Provided information:
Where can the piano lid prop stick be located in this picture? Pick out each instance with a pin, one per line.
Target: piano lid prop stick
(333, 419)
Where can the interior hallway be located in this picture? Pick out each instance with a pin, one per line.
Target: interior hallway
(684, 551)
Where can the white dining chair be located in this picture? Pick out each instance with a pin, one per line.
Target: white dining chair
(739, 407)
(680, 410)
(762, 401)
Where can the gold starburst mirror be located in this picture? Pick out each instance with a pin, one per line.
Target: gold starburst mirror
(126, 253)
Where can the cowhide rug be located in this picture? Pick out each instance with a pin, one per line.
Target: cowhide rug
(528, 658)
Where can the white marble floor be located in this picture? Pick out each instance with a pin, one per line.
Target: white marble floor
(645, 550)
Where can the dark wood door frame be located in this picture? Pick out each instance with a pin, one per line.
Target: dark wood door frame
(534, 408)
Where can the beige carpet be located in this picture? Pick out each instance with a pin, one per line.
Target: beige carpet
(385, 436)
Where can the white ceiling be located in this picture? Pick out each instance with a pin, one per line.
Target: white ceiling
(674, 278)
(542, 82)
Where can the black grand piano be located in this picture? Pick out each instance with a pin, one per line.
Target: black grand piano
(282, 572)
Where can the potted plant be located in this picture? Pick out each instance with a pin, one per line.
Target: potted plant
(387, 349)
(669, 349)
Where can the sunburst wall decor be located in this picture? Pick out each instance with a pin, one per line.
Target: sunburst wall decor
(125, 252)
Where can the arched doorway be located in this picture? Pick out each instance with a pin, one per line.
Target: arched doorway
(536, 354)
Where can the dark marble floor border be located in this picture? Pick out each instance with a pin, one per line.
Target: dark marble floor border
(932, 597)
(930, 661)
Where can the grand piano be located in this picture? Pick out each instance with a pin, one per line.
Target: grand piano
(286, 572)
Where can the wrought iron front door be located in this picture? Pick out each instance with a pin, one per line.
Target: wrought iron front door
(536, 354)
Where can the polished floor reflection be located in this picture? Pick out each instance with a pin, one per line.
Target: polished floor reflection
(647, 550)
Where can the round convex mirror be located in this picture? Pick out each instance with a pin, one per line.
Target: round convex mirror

Task to carry out: Print the material once more, exactly.

Exercise result:
Where can the piano lid prop stick be located in this picture? Pick out each instance with a pin, one per line.
Target: piano lid prop stick
(333, 419)
Where can the interior hallway be located in this picture? Pick out each instance with a pin, one per line.
Target: interior hallway
(684, 551)
Where can the white dining chair be located in this picture? Pick out each instance with a pin, one per line.
Target: white dining chair
(739, 407)
(680, 410)
(762, 401)
Where can the gold starburst mirror be located in this picture? Pick out each instance with a pin, one per line.
Target: gold starburst mirror
(126, 253)
Where can the cowhide rug be located in this picture? Pick out each instance with a pin, one per line.
Target: cowhide rug
(528, 658)
Where can the white marble floor be located in this picture? Pick out each instance with a pin, one per line.
Target: white marble floor
(645, 550)
Where can the dark wood door frame be located in this picture? Pick out each instance with a pin, one per line.
Target: dark wood door frame
(534, 408)
Where can the beige carpet be located in this picture? Pick out each instance with a pin, one per line.
Target: beige carpet
(385, 436)
Where can the white ceiling be located in this picture? Pick out each instance with a pin, one per line.
Target: white ceiling
(674, 278)
(542, 82)
Where can the black grand piano be located in this picture? Pick out each instance with a pin, one per line.
Target: black grand piano
(282, 572)
Where can the potted plant be located in this picture? Pick out each instance with a pin, one per line.
Target: potted plant
(387, 349)
(669, 349)
Where can the sunburst wall decor be located in this picture? Pick out each instance with a pin, one per line.
Target: sunburst wall decor
(125, 252)
Where can the arched doorway be located in this picture? Pick out each instance with a pin, one per line.
Target: arched doorway
(536, 354)
Where can the dark marble floor border be located in this picture? Pick out each instance with a pin, one per line.
Target: dark marble floor border
(932, 597)
(930, 661)
Where can the grand piano be located in this picture? Pick out each instance with a pin, one per line.
Target: grand piano
(286, 572)
Where can the wrought iron front door be located in this picture? Pick out each instance with a pin, one per line.
Target: wrought iron front door
(536, 354)
Where can the polished floor reflection be located in this picture? Pick out each instance with a pin, one per line.
Target: polished floor reflection
(647, 550)
Where can the round convex mirror be located in this picture? Pick out each instance with a pin, one per line.
Target: round convex mirror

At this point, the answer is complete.